*Solicitud escrita 1:* Reescribe como lista numerada las líneas de los registros, sin incluir las que estén en blanco. Empieza en la línea que contiene "Would you say the pale" y termina al final de los registros, con ambos extremos incluidos.

*Texto:*
·····

Ni superlimitemos ni supergaranticemos los superdepósitos

La decisión del Banco de España de imponer limitaciones a los llamados ‘superdepósitos’ ha desatado todo tipo de críticas por parte de los liberales y de los pequeños ahorradores. En efecto, el Banco de España exige a aquellas entidades que estén remunerando por encima del 1,75% los depósitos a un año o del 2,75% los depósitos a dos años (y siempre que su masa de depósitos así remunerada supere el 15% del total) que incrementen su ratio de capitalización desde el 9% actual hasta el 10,25%. Dado que captar capital en el mercado es muy oneroso en estos momentos, el sobrecoste que supondría esa sanción le quita gran parte del atractivo que, para el banco, acarrea captar nuevos depósitos.

·····

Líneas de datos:

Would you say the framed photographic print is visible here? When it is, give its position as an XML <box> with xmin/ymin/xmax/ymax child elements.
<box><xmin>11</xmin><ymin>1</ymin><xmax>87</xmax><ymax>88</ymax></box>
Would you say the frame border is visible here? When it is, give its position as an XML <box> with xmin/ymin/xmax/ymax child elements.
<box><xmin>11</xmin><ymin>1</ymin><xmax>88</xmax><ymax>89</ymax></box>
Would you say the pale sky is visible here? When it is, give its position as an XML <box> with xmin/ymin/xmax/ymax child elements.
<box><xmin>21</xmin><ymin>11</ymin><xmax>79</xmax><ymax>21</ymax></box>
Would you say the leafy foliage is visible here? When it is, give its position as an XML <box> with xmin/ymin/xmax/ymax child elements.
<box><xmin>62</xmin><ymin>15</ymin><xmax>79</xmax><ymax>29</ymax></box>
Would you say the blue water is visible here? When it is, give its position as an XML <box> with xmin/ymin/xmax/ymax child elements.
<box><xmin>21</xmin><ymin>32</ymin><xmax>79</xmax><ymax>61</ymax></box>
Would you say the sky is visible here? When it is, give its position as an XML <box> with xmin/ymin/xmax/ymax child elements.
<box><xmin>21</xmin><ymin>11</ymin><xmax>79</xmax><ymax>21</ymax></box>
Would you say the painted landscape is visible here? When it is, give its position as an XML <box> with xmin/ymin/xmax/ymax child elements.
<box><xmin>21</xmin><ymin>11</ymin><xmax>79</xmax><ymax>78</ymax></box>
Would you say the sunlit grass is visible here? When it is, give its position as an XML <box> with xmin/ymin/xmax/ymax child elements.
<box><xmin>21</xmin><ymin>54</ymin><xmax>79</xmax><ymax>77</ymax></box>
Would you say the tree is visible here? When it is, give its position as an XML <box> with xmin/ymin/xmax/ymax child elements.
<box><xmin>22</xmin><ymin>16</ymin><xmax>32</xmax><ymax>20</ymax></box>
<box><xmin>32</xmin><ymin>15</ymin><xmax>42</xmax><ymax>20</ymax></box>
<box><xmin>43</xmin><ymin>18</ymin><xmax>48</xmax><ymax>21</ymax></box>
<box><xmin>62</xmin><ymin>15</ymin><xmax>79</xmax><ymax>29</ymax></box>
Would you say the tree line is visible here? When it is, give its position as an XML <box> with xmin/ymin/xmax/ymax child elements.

·····

*Solicitud escrita 2:* Copia el fragmento del texto sobre los superdepósitos que empieza en "La decisión del" y termina en "captar nuevos depósitos.". Sustituye "oneroso" por "costoso".

*Resultado correcto 1:*
1. Would you say the pale sky is visible here? When it is, give its position as an XML <box> with xmin/ymin/xmax/ymax child elements.
2. <box><xmin>21</xmin><ymin>11</ymin><xmax>79</xmax><ymax>21</ymax></box>
3. Would you say the leafy foliage is visible here? When it is, give its position as an XML <box> with xmin/ymin/xmax/ymax child elements.
4. <box><xmin>62</xmin><ymin>15</ymin><xmax>79</xmax><ymax>29</ymax></box>
5. Would you say the blue water is visible here? When it is, give its position as an XML <box> with xmin/ymin/xmax/ymax child elements.
6. <box><xmin>21</xmin><ymin>32</ymin><xmax>79</xmax><ymax>61</ymax></box>
7. Would you say the sky is visible here? When it is, give its position as an XML <box> with xmin/ymin/xmax/ymax child elements.
8. <box><xmin>21</xmin><ymin>11</ymin><xmax>79</xmax><ymax>21</ymax></box>
9. Would you say the painted landscape is visible here? When it is, give its position as an XML <box> with xmin/ymin/xmax/ymax child elements.
10. <box><xmin>21</xmin><ymin>11</ymin><xmax>79</xmax><ymax>78</ymax></box>
11. Would you say the sunlit grass is visible here? When it is, give its position as an XML <box> with xmin/ymin/xmax/ymax child elements.
12. <box><xmin>21</xmin><ymin>54</ymin><xmax>79</xmax><ymax>77</ymax></box>
13. Would you say the tree is visible here? When it is, give its position as an XML <box> with xmin/ymin/xmax/ymax child elements.
14. <box><xmin>22</xmin><ymin>16</ymin><xmax>32</xmax><ymax>20</ymax></box>
15. <box><xmin>32</xmin><ymin>15</ymin><xmax>42</xmax><ymax>20</ymax></box>
16. <box><xmin>43</xmin><ymin>18</ymin><xmax>48</xmax><ymax>21</ymax></box>
17. <box><xmin>62</xmin><ymin>15</ymin><xmax>79</xmax><ymax>29</ymax></box>
18. Would you say the tree line is visible here? When it is, give its position as an XML <box> with xmin/ymin/xmax/ymax child elements.

*Resultado correcto 2:*
La decisión del Banco de España de imponer limitaciones a los llamados ‘superdepósitos’ ha desatado todo tipo de críticas por parte de los liberales y de los pequeños ahorradores. En efecto, el Banco de España exige a aquellas entidades que estén remunerando por encima del 1,75% los depósitos a un año o del 2,75% los depósitos a dos años (y siempre que su masa de depósitos así remunerada supere el 15% del total) que incrementen su ratio de capitalización desde el 9% actual hasta el 10,25%. Dado que captar capital en el mercado es muy costoso en estos momentos, el sobrecoste que supondría esa sanción le quita gran parte del atractivo que, para el banco, acarrea captar nuevos depósitos.